▸ GIVEN INSTRUCTION: Please rewrite the records below with every "evenodd fill-rule" replaced by "even-odd fill rule" and everything else left unchanged.

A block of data
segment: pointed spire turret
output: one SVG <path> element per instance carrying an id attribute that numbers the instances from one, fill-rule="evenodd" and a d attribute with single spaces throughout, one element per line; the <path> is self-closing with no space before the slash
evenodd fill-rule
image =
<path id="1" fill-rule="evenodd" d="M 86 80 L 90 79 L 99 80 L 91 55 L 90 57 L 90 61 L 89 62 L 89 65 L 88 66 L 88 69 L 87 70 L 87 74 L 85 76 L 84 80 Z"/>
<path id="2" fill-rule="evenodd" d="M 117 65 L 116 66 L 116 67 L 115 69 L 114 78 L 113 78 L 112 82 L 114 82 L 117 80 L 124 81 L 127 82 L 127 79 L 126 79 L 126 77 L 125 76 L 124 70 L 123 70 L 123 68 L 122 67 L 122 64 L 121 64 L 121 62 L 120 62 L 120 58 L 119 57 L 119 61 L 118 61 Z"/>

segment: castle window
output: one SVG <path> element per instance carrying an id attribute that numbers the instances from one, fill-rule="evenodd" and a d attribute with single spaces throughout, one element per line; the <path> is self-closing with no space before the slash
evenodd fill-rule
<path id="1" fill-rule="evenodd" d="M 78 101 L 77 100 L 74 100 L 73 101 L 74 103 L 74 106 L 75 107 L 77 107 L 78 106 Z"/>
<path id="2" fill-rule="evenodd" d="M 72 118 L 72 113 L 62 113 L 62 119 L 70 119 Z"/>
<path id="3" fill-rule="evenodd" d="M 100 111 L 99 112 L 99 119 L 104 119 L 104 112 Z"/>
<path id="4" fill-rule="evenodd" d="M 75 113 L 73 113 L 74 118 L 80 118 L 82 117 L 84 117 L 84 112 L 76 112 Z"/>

▸ RIGHT ANSWER:
segment: pointed spire turret
output: one SVG <path> element per instance carrying an id attribute that numbers the instances from one, fill-rule="evenodd" and a d attribute with single spaces throughout, one element per line; the <path> is self-closing with no space before the slash
even-odd fill rule
image =
<path id="1" fill-rule="evenodd" d="M 86 80 L 90 79 L 99 80 L 91 55 L 90 57 L 90 61 L 89 62 L 89 65 L 88 66 L 88 69 L 87 70 L 87 74 L 85 76 L 84 80 Z"/>
<path id="2" fill-rule="evenodd" d="M 117 65 L 116 66 L 116 67 L 115 69 L 114 78 L 113 78 L 112 82 L 114 82 L 117 80 L 124 81 L 127 82 L 127 79 L 126 79 L 126 77 L 125 76 L 124 70 L 123 70 L 123 68 L 122 67 L 122 64 L 121 64 L 121 62 L 120 62 L 120 58 L 119 57 L 119 61 L 118 61 Z"/>

segment: castle window
output: one SVG <path> element per instance carrying an id attribute that numbers the instances from one, fill-rule="evenodd" and a d attribute with single spaces throughout, one element per line; the <path> is self-closing with no space before the slash
even-odd fill rule
<path id="1" fill-rule="evenodd" d="M 78 101 L 77 100 L 74 100 L 73 101 L 74 103 L 74 106 L 75 107 L 77 107 L 78 106 Z"/>
<path id="2" fill-rule="evenodd" d="M 72 118 L 72 113 L 62 113 L 62 119 L 70 119 Z"/>
<path id="3" fill-rule="evenodd" d="M 100 111 L 99 112 L 99 119 L 104 119 L 104 112 Z"/>
<path id="4" fill-rule="evenodd" d="M 75 113 L 73 113 L 74 118 L 80 118 L 82 117 L 84 117 L 84 112 L 76 112 Z"/>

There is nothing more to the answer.